Tâches à réaliser:
1. Actualisez le texte sur l'ordonnance du 25 mars 2020 de « S’agissant des délais » à « tout autant ! », en remplaçant « droit de rétractation » par « droit de renonciation ».
2. Répondez à ces questions d'après le texte sur l'ordonnance du 25 mars 2020.
(a) À quelle date a été publié le décret autorisant l'acte notarié à distance ?
(b) Quelle part des études notariales peut réaliser la signature à distance ?
(c) À quelle date prend fin le délai de rétractation prolongé ?

Texte du document:
────────────────────────────────────────
Que prévoyait l’ordonnance du 25 mars 2020 ?
Le Gouvernement et le Conseil Supérieur du Notariat ont cherché à s’adapter à la situation sans précédent dans laquelle nous nous trouvons. Il faut saluer leur réactivité. Rappelons les faits. Le 25 mars dernier, le gouvernement annonce par ordonnance un certain nombres de mesures visant à assurer la continuité de l’activité de transaction immobilière malgré le confinement, dans un contexte de crise sanitaire. S’ensuit, le 3 avril, la publication d’un décret autorisant l’acte notarié à distance pendant la période d’urgence sanitaire.
Concernant l’autorisation de signature à distance, elle a vraiment été accueilli comme un soulagement par toute la profession. Notaires et agents immobiliers. En effet, bon nombre de nos clients se retrouvaient bloqués, sans savoir quand ni comment ils allaient pouvoir poursuivre leur projet. Cependant, comme toujours, il y a la théorie, et la pratique. En effet, à ce stade, seulement 40% des études notariales peuvent réaliser cette prestation par manque d’équipement. Par ailleurs, même si certains de nos clients arrivent à finaliser la signature de leur acte authentique, il leur ai impossible de prendre possession ou de quitter les lieux pour le moment. Les déménagements restant interdits, tout comme les déplacements.
S’agissant des délais de rétractation, de réflexion ou de renonciation, l’ordonnance du 25 Mars 2020 posait l’aménagement suivant :
- Si le droit de rétractation devait expirer avant le 12 mars 2020, le processus de vente se poursuit comme en temps normal et aucune prolongation du délai de rétractation n’est prévue.
- Si le droit de rétractation devait prendre fin entre le 12 mars 2020 et un mois après l’arrêt de l’état d’urgence sanitaire (soit le 24 juin 2020), ce délai est prolongé : il ne commençait alors à courir qu’à compter du 24 juin 2020 pour prendre fin le 3 juillet. Cela signifiait que pour tous les avant-contrats dont le délai de rétractation arrive à terme entre le 12 mars 2020 et le 24 juin 2020, ce délai était repoussé, et la finalisation de l’opération tout autant !
Au-delà de la contrainte opérationnelle que peut représenter une telle décision, c’est aussi la charge financière que cela peut représenter pour nos clients acquéreurs qui ne souhaitent pas payer au prorata temporis des charges plus importantes (exemple de la taxe foncière ou des charges de co-propriété). Par ailleurs, qui dit délais repoussés, dit aussi que l’acquéreur peut avoir à assumer une charge de prêt, sans avoir la pleine jouissance de son logement. Parfois même, certaines opérations risquent d’être annulées. Notamment celles où le compromis de vente prévoie une clause suspensive pour octroi de prêt.
────────────────────────────────────────
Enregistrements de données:

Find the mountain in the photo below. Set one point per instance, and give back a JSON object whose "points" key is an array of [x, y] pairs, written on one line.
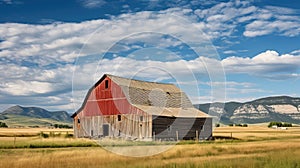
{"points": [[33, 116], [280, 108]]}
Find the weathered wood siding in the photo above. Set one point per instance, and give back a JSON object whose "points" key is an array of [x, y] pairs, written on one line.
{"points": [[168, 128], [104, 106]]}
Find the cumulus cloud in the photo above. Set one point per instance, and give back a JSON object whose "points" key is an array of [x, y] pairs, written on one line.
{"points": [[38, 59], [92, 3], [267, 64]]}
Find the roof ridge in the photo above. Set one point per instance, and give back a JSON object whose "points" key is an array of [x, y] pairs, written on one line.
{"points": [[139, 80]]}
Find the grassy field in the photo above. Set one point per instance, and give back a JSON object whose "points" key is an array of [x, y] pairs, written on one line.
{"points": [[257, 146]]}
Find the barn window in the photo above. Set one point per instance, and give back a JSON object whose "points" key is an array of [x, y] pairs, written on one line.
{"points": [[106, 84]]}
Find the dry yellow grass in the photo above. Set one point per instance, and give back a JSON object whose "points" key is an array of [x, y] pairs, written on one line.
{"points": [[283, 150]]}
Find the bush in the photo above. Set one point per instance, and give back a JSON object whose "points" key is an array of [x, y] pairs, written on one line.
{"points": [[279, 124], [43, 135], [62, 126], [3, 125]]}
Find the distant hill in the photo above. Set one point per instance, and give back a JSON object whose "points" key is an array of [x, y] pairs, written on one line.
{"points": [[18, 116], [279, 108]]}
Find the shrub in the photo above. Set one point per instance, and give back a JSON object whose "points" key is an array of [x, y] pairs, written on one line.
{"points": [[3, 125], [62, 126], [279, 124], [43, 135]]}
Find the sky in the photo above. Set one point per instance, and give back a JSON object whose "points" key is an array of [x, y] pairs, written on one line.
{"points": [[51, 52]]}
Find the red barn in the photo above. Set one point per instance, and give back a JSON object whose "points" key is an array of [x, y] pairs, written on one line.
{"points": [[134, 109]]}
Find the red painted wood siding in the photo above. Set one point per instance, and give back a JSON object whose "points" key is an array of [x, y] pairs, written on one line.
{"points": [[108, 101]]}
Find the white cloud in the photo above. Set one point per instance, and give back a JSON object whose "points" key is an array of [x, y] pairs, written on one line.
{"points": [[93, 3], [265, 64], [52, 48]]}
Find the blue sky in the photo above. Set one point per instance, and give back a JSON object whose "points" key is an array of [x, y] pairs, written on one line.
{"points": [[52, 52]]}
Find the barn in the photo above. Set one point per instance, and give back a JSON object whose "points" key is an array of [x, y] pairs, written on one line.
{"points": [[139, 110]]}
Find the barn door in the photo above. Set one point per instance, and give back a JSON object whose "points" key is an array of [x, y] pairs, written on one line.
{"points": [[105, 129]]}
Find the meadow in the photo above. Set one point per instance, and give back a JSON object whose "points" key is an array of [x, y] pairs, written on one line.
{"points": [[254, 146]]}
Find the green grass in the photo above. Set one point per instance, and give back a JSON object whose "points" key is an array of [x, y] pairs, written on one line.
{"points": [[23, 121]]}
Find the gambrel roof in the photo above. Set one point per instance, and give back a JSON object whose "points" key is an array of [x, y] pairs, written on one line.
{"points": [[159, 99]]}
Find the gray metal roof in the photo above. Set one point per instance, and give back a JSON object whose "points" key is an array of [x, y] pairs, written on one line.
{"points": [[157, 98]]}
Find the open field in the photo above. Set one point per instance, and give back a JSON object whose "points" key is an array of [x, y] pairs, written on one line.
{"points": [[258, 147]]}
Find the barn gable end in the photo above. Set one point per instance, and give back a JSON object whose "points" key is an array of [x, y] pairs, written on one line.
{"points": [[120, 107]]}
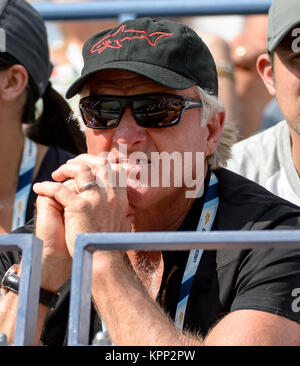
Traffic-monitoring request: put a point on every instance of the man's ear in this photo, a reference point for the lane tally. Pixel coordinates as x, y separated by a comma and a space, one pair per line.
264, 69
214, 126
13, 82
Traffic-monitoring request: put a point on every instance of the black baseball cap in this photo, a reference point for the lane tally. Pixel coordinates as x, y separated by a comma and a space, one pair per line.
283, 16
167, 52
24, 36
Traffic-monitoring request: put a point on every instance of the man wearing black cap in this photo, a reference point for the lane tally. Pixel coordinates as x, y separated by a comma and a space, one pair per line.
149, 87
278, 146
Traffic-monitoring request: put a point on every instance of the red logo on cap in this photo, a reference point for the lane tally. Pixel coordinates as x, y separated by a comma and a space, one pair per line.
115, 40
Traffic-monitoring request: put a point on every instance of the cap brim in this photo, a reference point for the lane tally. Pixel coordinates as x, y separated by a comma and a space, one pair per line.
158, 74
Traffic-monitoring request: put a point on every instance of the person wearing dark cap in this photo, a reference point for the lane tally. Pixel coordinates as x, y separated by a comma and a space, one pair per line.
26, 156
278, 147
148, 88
────────────────────────────────────────
Les réponses:
1.
S’agissant des délais de rétractation, de réflexion ou de renonciation, l’ordonnance du 25 Mars 2020 posait l’aménagement suivant :
- Si le droit de renonciation devait expirer avant le 12 mars 2020, le processus de vente se poursuit comme en temps normal et aucune prolongation du délai de rétractation n’est prévue.
- Si le droit de renonciation devait prendre fin entre le 12 mars 2020 et un mois après l’arrêt de l’état d’urgence sanitaire (soit le 24 juin 2020), ce délai est prolongé : il ne commençait alors à courir qu’à compter du 24 juin 2020 pour prendre fin le 3 juillet. Cela signifiait que pour tous les avant-contrats dont le délai de rétractation arrive à terme entre le 12 mars 2020 et le 24 juin 2020, ce délai était repoussé, et la finalisation de l’opération tout autant !

2.
(a) Le 3 avril.
(b) Seulement 40 %.
(c) Le 3 juillet.